▸ **Aim of the task**:
Each line of the material should be set down exactly. Pictures are not part of the copy.

▸ **Supplied material**:
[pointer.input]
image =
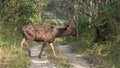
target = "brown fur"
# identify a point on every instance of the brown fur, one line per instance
(45, 34)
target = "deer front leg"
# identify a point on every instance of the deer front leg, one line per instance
(53, 49)
(43, 46)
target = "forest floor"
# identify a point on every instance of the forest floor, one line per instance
(76, 61)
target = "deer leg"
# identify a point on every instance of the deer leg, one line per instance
(22, 42)
(53, 50)
(26, 45)
(43, 46)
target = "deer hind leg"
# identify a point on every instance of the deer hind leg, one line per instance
(43, 46)
(53, 49)
(25, 42)
(27, 47)
(22, 42)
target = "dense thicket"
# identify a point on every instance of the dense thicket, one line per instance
(97, 23)
(97, 26)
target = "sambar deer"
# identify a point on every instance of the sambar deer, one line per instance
(45, 34)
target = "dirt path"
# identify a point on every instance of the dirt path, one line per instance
(39, 63)
(75, 60)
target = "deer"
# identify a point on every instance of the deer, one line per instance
(45, 34)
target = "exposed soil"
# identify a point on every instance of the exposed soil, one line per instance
(76, 61)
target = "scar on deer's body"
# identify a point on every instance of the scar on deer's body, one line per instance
(45, 34)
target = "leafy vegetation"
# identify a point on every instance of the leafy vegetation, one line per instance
(95, 21)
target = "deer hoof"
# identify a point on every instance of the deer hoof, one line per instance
(39, 57)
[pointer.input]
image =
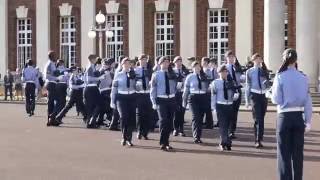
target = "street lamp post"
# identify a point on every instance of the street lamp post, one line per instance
(100, 20)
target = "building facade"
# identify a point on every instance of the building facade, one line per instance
(190, 28)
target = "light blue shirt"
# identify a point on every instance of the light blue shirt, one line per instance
(217, 93)
(158, 86)
(29, 74)
(290, 89)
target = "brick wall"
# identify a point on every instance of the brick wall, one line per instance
(12, 29)
(55, 26)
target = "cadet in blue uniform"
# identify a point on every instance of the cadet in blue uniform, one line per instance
(51, 75)
(123, 95)
(181, 73)
(76, 95)
(162, 94)
(233, 67)
(144, 106)
(29, 77)
(290, 91)
(62, 85)
(195, 91)
(256, 87)
(105, 90)
(91, 93)
(222, 92)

▸ **Output**:
[pointer.input]
image =
target = "brown fur"
# identify a point on every instance of the brown fur, one line per instance
(45, 34)
target = "deer front leg"
# identify a point on every instance of the deer front leg, one line per instance
(53, 49)
(43, 46)
target = "forest floor"
# identify a point on every instance of the forest floor, one line per instance
(76, 61)
target = "deer leg"
# identify a point on every instance of the deer leg, one line per instance
(22, 42)
(53, 50)
(26, 45)
(43, 46)
target = "deer hind leg"
# identify a point on every instance of the deer hind leg, one line per instance
(43, 46)
(53, 49)
(25, 42)
(27, 47)
(22, 42)
target = "dense thicket"
# identify a point on every instance of the dense thicket, one line per instance
(97, 23)
(97, 26)
target = "sambar deer"
# identify a point on every instance of the sambar deer, one line per instance
(45, 34)
target = "dirt path"
# identify a point on every instance of the dirt path, one line per instance
(39, 63)
(75, 60)
target = "deer"
# identify a point on every instance of the deer, one line per instance
(45, 34)
target = "exposed soil"
# identify a point on every instance of the exposed soil, one line per instance
(76, 61)
target = "scar on deer's body"
# identify a point on every instance of the scar on deer's body, one line per instance
(45, 34)
target = "leafy vegetation"
# identify a point on every instance of the leafy vegetation, one line per instance
(95, 21)
target = "deer hoof"
# identify a point on every instance of the deer hoof, one line per instance
(39, 57)
[pointer.input]
image =
target = "street lamp post"
# identify a point on every instance of the street lamp post, one line per instance
(100, 20)
target = "building facade"
# identify a point on every instance of the building facade, one line per instance
(190, 28)
target = "light blue shirt"
# identify a point on every instance of the light blue shirt, one line per instance
(217, 93)
(158, 86)
(29, 74)
(290, 89)
target = "brick wall"
# identify a point on every instance of the brick wall, one line per instance
(12, 29)
(55, 26)
target = "cadet in blue uniform"
# identify a point on every instance of the cadet in blue uniform, one line per instance
(51, 75)
(123, 95)
(181, 73)
(76, 95)
(162, 94)
(233, 67)
(144, 106)
(29, 77)
(290, 91)
(62, 85)
(195, 91)
(256, 87)
(105, 90)
(91, 93)
(222, 92)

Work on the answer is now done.